● Given information:
- - -

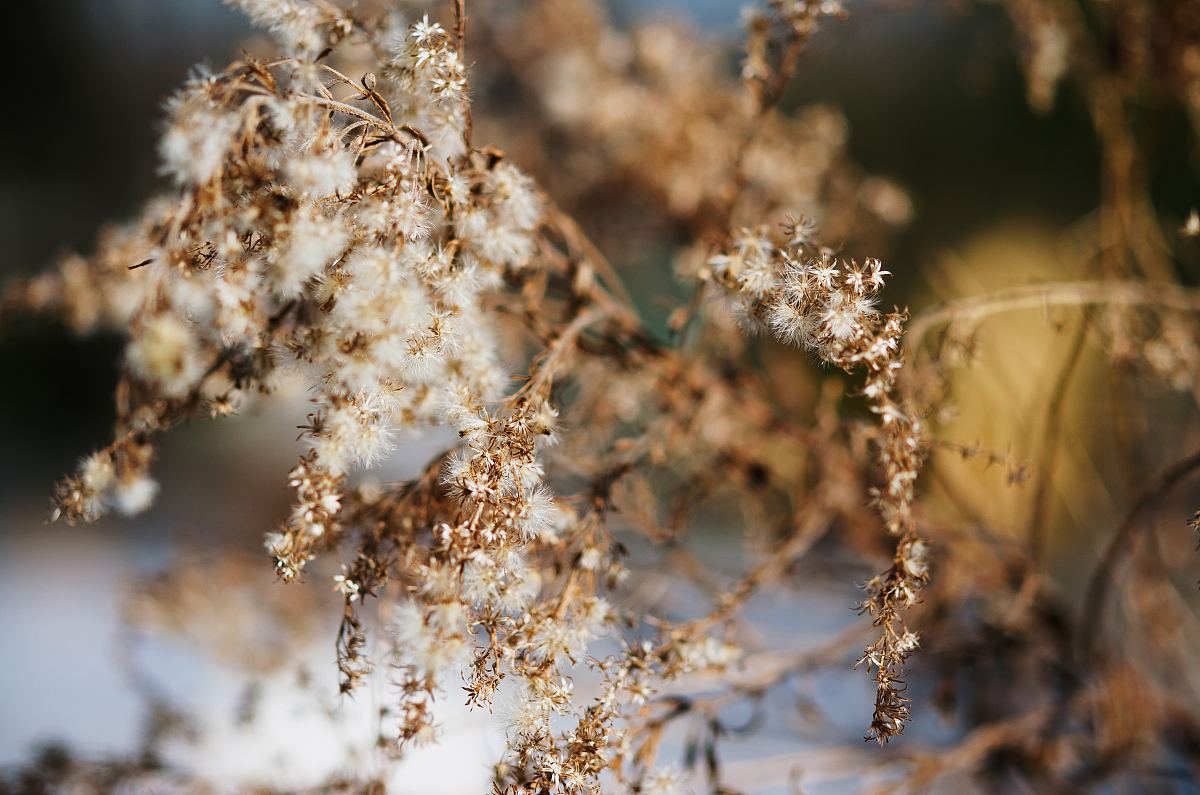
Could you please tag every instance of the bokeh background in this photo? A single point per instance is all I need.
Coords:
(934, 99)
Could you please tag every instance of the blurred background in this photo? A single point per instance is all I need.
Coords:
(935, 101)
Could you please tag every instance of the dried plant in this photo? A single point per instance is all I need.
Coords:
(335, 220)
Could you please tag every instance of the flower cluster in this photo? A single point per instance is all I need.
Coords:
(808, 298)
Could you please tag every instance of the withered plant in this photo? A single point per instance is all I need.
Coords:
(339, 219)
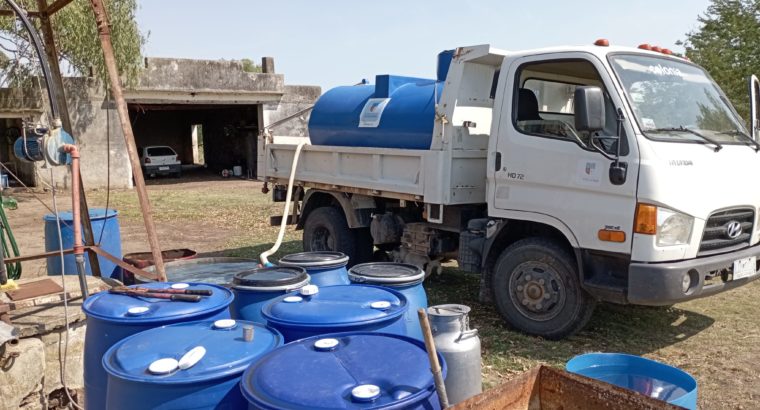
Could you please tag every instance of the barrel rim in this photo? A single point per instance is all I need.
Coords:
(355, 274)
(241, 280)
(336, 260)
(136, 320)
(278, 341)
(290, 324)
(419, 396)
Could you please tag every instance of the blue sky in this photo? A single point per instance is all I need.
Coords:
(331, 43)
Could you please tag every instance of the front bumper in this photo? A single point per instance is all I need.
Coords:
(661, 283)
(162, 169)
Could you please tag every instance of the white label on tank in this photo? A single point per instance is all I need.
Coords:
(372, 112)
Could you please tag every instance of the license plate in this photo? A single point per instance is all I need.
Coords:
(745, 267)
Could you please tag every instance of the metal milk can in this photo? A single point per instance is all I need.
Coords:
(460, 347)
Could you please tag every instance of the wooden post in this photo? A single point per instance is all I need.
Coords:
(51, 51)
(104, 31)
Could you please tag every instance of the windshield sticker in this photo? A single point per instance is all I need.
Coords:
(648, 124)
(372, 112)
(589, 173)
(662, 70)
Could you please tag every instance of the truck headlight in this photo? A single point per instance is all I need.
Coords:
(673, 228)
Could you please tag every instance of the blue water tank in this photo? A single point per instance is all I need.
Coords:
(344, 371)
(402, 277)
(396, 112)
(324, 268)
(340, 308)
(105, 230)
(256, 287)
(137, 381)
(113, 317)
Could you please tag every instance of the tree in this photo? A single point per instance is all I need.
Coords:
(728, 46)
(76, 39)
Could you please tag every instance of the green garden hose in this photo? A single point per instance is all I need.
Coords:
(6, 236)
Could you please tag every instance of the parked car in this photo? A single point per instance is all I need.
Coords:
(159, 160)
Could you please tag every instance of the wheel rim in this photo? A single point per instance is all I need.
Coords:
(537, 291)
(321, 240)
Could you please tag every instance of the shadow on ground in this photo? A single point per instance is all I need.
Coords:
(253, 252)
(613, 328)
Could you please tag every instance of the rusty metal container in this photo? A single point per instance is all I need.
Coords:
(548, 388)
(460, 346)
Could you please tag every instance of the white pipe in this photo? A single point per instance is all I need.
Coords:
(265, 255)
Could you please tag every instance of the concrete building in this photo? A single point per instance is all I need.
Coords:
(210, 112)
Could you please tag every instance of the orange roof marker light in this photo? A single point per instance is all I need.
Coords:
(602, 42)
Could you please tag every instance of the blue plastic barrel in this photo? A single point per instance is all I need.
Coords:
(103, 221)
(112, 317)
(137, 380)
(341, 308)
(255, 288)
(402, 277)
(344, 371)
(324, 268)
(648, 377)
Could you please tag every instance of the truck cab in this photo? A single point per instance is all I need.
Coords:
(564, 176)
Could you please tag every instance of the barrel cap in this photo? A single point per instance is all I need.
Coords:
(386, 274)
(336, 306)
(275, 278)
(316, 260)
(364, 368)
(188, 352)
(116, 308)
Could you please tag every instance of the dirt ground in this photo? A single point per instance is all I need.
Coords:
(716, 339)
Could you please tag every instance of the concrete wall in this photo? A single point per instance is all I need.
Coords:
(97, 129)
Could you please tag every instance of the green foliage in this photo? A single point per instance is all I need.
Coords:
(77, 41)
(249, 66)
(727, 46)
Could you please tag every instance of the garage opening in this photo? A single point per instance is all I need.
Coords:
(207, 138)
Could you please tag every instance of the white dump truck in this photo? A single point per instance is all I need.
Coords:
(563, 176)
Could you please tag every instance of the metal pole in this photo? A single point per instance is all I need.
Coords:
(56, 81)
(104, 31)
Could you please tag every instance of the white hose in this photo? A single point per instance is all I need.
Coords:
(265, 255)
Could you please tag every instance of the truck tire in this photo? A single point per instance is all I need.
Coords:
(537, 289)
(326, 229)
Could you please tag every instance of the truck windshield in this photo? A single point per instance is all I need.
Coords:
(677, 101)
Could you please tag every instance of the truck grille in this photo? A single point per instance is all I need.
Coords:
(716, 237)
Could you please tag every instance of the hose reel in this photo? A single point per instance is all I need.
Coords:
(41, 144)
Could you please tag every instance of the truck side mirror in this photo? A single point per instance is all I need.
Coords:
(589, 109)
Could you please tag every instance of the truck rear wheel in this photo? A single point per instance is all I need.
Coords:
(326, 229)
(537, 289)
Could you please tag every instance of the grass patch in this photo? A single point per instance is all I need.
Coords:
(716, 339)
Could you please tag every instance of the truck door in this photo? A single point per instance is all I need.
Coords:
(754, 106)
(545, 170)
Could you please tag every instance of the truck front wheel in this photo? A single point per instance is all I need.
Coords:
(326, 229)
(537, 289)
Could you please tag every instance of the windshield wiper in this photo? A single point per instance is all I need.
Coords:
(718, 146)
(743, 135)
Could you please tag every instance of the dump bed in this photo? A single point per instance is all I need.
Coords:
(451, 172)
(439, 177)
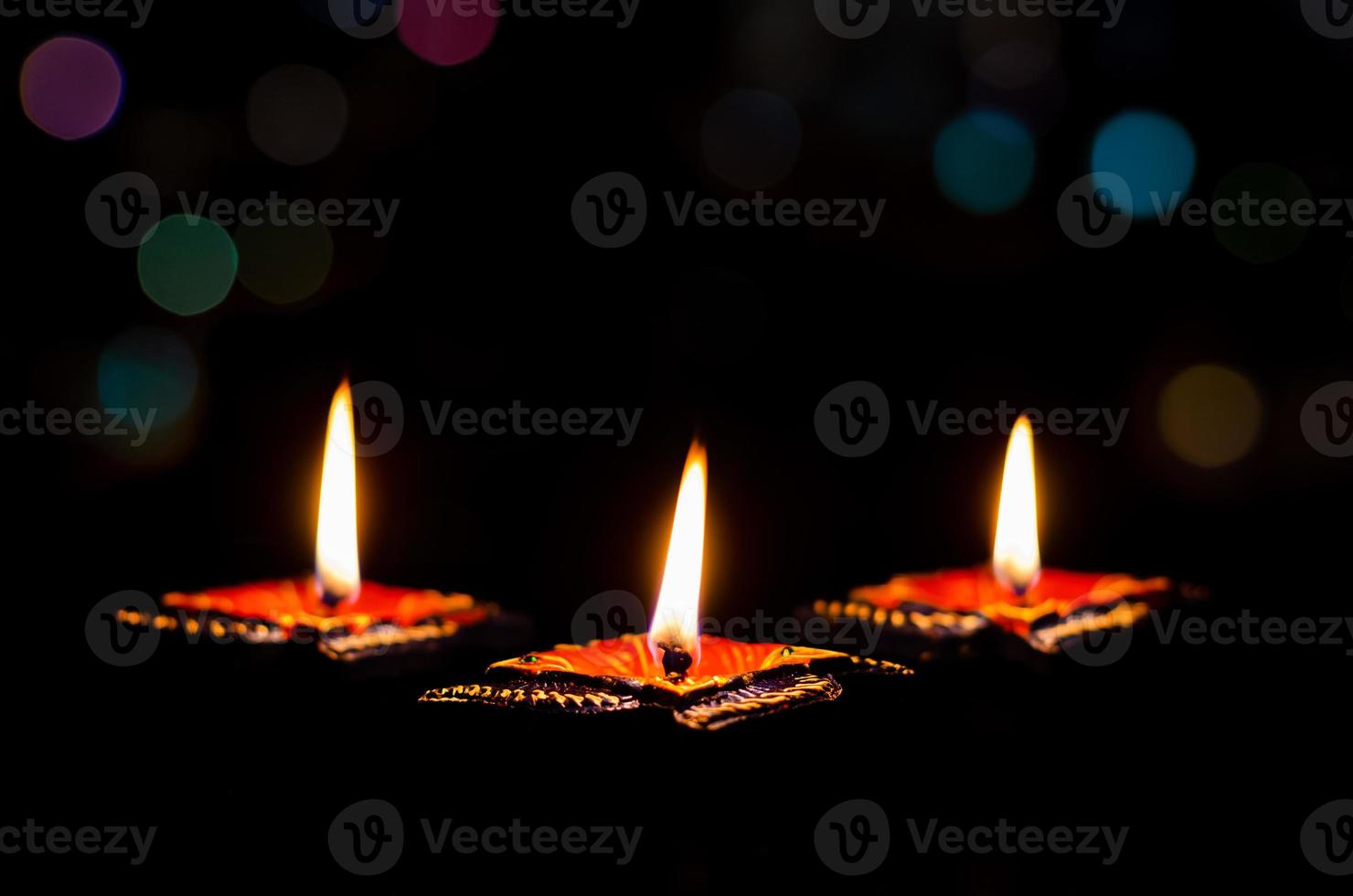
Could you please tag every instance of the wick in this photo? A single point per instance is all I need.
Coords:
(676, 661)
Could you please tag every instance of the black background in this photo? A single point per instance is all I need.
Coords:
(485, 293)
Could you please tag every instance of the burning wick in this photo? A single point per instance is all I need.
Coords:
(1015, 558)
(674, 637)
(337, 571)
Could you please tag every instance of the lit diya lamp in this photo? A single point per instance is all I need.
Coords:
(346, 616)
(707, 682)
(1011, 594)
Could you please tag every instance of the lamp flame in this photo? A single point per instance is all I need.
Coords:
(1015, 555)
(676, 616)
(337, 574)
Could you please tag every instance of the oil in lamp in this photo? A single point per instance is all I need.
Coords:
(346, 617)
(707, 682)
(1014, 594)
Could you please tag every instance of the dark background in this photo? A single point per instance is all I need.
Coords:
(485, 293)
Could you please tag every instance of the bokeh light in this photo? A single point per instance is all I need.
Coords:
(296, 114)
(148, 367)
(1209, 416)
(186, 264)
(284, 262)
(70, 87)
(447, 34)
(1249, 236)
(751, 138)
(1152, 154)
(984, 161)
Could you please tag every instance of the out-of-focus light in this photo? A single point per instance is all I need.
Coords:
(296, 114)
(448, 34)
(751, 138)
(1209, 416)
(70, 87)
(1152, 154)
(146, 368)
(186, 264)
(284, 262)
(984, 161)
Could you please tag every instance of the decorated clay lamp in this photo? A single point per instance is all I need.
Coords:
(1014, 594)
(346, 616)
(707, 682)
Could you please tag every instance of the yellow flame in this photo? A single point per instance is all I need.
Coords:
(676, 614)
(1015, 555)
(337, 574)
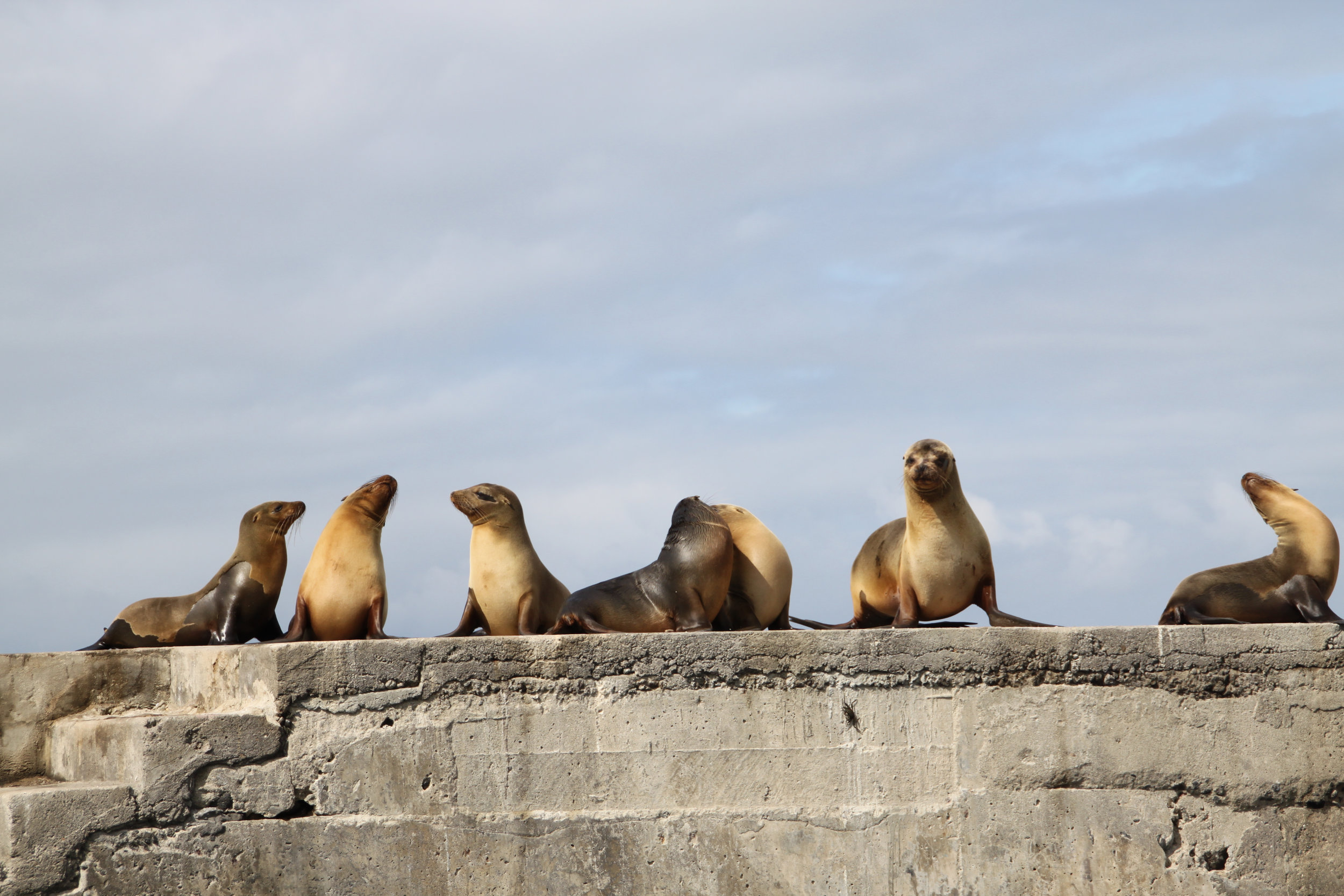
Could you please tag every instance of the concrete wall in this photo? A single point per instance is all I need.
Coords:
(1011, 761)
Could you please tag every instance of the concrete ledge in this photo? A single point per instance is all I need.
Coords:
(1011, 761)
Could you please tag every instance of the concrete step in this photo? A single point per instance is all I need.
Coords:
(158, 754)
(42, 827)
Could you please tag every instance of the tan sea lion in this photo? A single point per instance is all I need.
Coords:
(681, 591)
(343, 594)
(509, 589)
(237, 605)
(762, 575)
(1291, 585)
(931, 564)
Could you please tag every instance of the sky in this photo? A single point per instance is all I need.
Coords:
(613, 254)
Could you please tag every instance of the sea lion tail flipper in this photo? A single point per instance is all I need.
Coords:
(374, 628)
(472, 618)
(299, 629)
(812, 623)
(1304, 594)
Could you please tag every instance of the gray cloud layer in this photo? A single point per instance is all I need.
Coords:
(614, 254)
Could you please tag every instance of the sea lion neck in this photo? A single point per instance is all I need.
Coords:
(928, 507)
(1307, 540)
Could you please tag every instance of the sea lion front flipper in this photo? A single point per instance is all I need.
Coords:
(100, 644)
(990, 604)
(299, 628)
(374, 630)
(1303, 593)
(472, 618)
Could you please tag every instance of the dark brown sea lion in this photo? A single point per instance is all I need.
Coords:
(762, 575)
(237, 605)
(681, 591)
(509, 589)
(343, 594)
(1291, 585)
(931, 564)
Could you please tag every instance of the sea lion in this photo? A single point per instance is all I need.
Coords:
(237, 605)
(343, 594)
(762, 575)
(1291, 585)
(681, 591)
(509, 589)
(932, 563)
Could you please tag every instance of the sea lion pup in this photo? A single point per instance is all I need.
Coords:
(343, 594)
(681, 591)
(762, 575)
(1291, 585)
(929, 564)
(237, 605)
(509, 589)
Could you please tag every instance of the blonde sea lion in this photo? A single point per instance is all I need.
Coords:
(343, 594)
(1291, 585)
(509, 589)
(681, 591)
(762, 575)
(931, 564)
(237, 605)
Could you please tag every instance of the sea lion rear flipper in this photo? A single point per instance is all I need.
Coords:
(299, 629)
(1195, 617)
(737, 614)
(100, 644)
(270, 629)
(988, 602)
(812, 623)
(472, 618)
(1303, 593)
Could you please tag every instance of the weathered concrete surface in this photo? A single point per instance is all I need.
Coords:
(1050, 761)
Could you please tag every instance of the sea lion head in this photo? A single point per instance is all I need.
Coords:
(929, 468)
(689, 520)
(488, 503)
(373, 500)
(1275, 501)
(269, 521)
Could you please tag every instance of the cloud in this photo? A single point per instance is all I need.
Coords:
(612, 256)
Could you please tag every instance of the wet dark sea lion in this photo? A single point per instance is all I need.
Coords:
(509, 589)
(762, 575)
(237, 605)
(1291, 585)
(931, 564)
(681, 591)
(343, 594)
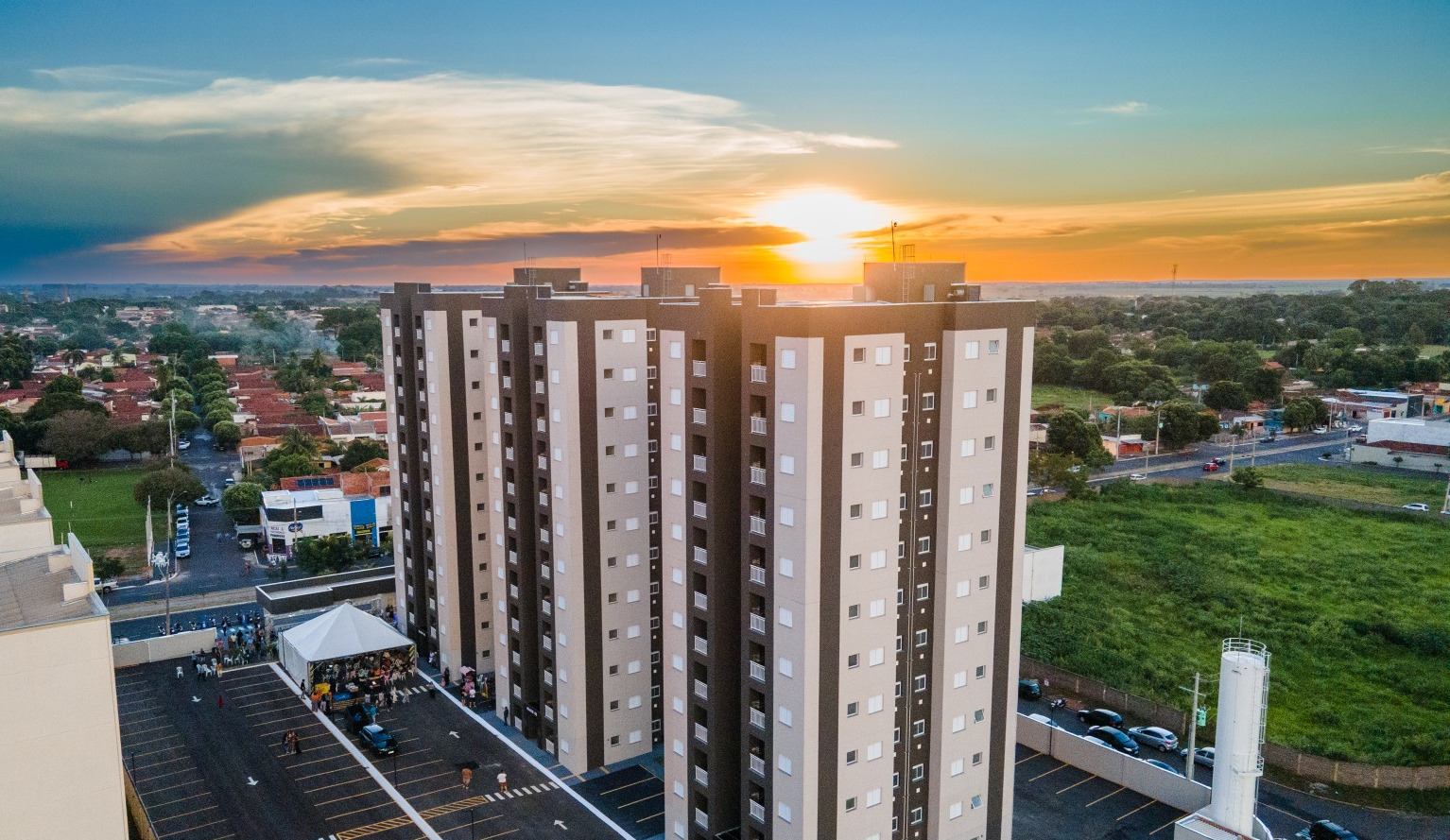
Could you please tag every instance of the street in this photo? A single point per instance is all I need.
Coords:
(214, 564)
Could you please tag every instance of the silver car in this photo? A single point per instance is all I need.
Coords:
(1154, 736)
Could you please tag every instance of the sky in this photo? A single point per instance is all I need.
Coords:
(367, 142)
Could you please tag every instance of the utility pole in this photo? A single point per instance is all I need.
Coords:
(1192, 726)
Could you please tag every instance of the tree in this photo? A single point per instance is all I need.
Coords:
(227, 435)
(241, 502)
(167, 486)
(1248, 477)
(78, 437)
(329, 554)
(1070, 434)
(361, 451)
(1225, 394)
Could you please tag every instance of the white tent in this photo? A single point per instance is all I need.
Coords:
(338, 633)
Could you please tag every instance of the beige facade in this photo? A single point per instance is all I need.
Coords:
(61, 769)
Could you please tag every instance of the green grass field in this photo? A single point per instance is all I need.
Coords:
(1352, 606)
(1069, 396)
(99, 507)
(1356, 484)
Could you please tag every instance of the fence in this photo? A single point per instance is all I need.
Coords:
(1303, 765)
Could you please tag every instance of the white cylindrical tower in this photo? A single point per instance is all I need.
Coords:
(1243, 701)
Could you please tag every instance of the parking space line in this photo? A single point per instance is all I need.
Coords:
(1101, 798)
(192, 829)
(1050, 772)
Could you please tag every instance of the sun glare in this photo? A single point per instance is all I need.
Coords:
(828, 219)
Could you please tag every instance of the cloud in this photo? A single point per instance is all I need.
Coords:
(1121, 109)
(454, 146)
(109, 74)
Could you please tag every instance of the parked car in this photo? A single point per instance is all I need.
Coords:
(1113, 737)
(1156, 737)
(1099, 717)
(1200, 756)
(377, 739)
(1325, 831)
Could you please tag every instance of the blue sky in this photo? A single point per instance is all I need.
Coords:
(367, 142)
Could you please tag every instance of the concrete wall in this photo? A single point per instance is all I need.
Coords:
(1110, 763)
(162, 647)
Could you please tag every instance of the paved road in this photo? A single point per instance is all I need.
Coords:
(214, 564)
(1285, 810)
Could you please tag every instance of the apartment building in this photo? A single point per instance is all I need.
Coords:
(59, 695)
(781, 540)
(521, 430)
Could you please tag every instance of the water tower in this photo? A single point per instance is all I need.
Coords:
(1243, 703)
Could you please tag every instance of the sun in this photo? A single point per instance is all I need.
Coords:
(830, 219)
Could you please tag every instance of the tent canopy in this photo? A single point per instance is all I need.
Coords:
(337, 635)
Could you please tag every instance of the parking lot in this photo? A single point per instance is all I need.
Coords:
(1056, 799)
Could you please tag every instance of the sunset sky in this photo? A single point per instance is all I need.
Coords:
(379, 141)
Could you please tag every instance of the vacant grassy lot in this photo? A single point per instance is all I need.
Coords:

- - -

● Prompt:
What are the lines from the line with "Could you please tag every instance of the sea lion tail" to the line with "(1050, 761)", both included? Reproduce them exactly, with nothing else.

● Full answer:
Could you please tag every instance of the sea lion tail flipper in this photo? A single point per instance is all I need.
Coords:
(374, 628)
(472, 618)
(299, 629)
(812, 623)
(1304, 594)
Could you please tag every instance of the gray cloud layer in this photo? A single point per instance is all I need.
Coords:
(614, 254)
Could you please tag every instance of the sea lion neck in this photo? A single point per instance is all I need.
Coords:
(928, 507)
(1307, 540)
Could you please tag every instance of the sea lion front flipper in this photo? A single point per instance is all I need.
Coords:
(100, 644)
(990, 604)
(299, 628)
(374, 630)
(1303, 593)
(472, 618)
Could you please tag every instance of the dark brown sea lion in this photo? A single point per instance is all I need.
Coords:
(762, 575)
(237, 605)
(681, 591)
(509, 589)
(343, 594)
(1291, 585)
(931, 564)
Could you please tag every instance of the sea lion in this photo? A single point per instance is all I need.
Coords:
(237, 605)
(343, 594)
(762, 575)
(1291, 585)
(681, 591)
(509, 589)
(932, 563)
Could you please tag every instance of the sea lion pup in this photo? A single point per instance is all I need.
Coords:
(343, 594)
(681, 591)
(762, 575)
(1291, 585)
(929, 564)
(237, 605)
(509, 589)
Could you please tag every instance of the blonde sea lion in this photo? A single point per instance is all I need.
Coords:
(343, 594)
(1291, 585)
(509, 589)
(681, 591)
(762, 575)
(931, 564)
(237, 605)
Could you please tag every instance of the sea lion rear flipper in this photo? A single point per instance is all I need.
Coords:
(299, 629)
(1195, 617)
(737, 614)
(100, 644)
(270, 629)
(988, 602)
(812, 623)
(472, 618)
(1303, 593)
Could you please tag every instance of the weathered concrete surface in this photo? A single point per instance is all I need.
Coords:
(1050, 761)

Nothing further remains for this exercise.